:: Texte à lire ::
● ● ● ●

Ironie du sort : son premier match, il le jouera contre la ‘Fire Brigade’, devenu, depuis la régionalisation du foot, Pamplemousses FC. «J’ai tenté quelques tirs, mais dans les buts de la Fire Brigade, il y avait un certain Manon, difficile à battre», se souvient-il comme si c’était hier.
Le point fort de cet ex-champion est son adresse devant les buts adverses. Il marque surtout de la tête et adore les tirs en demi-volée.
Rs 800 pour tout un championnat
Puis les choses évoluent. Claude Ross, actuellement ‘coach’ de Arsenal Wanderers, et Serge Mamode, tous deux issus de la Fire Brigade, arrivent à le convaincre de défendre les couleurs de leur club qui attirait toujours la grande foule. Bien vite, il devient le buteur-maison des rouge et noir et la terreur des défenseurs qui ont le tournis avec sa force de frappe. «Il n’y avait que Sarjoo Gowreesungkur qui arrivait à m’arrêter quelquefois. Il faut dire qu’il taclait brutalement», souligne le footballeur.
Ses deux buts les plus mémorables furent scorés contre les Seychelles dans un tournoi triangulaire : «J’avais ouvert le score à quelques secondes de la première mi-temps par un tir dans la lucarne. Magnifique. Le deuxième but a été inscrit à quelques secondes de la fin. Score : 2-1 pour le Club M».
Après une expérience pas très réussie à l’île sœur avec les Léopards de St-André, il revient aux sources avec la Fire Brigade avec un tonitruant ‘hat-trick’ en finale de la Independence Cup en 1982. La victime : le Scouts Club. Ce jour-là, le stade George V, rempli comme un œuf, était acquis à la cause des joueurs de France L’Aiguille, alors boss des rouge et noir : «C’était un très grand moment de football à cette époque où l’argent n’était pas tout, contrairement à ce que nous voyons maintenant».

● ● ● ●

:: Données ::
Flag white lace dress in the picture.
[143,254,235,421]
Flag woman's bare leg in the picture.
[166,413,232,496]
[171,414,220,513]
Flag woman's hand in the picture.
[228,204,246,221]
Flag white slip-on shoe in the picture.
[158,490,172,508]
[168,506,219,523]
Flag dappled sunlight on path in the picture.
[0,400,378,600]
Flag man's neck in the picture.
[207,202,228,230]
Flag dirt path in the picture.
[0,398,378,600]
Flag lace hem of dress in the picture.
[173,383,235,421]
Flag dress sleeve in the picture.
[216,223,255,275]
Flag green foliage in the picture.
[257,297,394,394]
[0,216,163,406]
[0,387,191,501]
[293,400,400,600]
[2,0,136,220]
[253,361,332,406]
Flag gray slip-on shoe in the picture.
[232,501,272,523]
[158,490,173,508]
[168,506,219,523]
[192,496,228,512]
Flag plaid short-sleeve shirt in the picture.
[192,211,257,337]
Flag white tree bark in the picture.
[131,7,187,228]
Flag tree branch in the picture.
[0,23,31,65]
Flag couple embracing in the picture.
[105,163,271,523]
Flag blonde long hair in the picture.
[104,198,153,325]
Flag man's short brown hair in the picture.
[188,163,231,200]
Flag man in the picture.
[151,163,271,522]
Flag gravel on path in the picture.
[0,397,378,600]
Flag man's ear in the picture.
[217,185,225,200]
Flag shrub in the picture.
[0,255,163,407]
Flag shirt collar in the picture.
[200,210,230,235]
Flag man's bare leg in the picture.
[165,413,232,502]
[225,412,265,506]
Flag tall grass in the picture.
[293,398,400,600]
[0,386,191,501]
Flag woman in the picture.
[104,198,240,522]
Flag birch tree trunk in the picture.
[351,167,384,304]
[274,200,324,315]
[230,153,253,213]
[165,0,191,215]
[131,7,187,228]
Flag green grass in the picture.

● ● ● ●

Rédigez la suite du texte consacré à l'ancien buteur de la Fire Brigade, en reprenant juste après sa dernière phrase.

L’argent et le foot ne faisaient pas bon ménage dans les années 80 et les joueurs recevaient après chaque rencontre «juste Rs 30 pour payer le bus pour rentrer». Même en fin de championnat ? La réponse de Jean-Yves L’Enflé est choquante : «Une année, la Fire Brigade avait tout raflé en termes de coupes. Savez-vous combien j’ai touché pour toute la saison ? Rs 800».
Quel regard jette-t-il sur les gros budgets de certains clubs de l’élite mauricienne ? «Je condamne la façon de faire des jeunes d’aujourd’hui qui réclament beaucoup d’argent avant même d’avoir fait leurs preuves. Le football n’a plus sa saveur d’antan», lâche-t-il.
Il dit toutefois apprécier l’effort du ministère des Sports qui a mis sur pied le ‘Trust Fund for Excellence’, visant à encadrer des sportifs quand ils raccrochent.
C’est dommage pour lui que ce fonds n’existait pas avant. Car, après avoir fait trembler les filets et fait vibrer tant de coeurs, Jean-Yves L’Enflé a dû reprendre la mer. Il faut bien faire bouillir la marmite.
--------------------------
Jeune grand-père
Il s’est passé la corde au cou alors qu’il n’avait que 19 ans. Pas étonnant que Jean-Yves L’Enflé soit devenu père et grand-père très tôt. Sa première femme lui a donné une fille, Carmela, 31 ans, et sa deuxième, une autre fille, Nancy, 23 ans. Ses deux filles ont fait sa joie en lui offrant trois chéris depuis quelques années déjà.
L’ex-vedette de la Fire Brigade a eu une enfance difficile, puisqu’il a perdu sa mère à 11 ans. Ce qui l’a poussé vers la mer, comme bon nombre d’habitants de Tamarin. «Travay grand matin, manze tantôt», se souvient-il.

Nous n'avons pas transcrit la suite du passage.